> Consigne: Reproduisez à l'identique le passage du texte sur la théorie et la pratique en management, en commençant par « Dans le monde » et en terminant par « soulignant leur importance. ».

> Texte source:
********************

Dans le monde du management, on a tendance à opposer théorie et pratique. On aurait d’un côté des universitaires enfermés dans la théorie, déconnectés de la réalité, et de l’autre des managers, le nez dans le guidon, ignorants les concepts essentiels. La réalité, comme toujours, est plus nuancée. Dans plusieurs articles, et notamment dans ses livres, Clayton Christensen, auteur notamment de Innovator’s dilemma, bible de l’innovation aux US (moins en France semble-t-il) se fait l’avocat des théories en soulignant leur importance.

********************

> Données fournies:
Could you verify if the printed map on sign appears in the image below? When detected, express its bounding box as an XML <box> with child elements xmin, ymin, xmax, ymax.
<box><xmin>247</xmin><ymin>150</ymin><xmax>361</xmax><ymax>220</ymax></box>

********************

> Corrigé:
Dans le monde du management, on a tendance à opposer théorie et pratique. On aurait d’un côté des universitaires enfermés dans la théorie, déconnectés de la réalité, et de l’autre des managers, le nez dans le guidon, ignorants les concepts essentiels. La réalité, comme toujours, est plus nuancée. Dans plusieurs articles, et notamment dans ses livres, Clayton Christensen, auteur notamment de Innovator’s dilemma, bible de l’innovation aux US (moins en France semble-t-il) se fait l’avocat des théories en soulignant leur importance.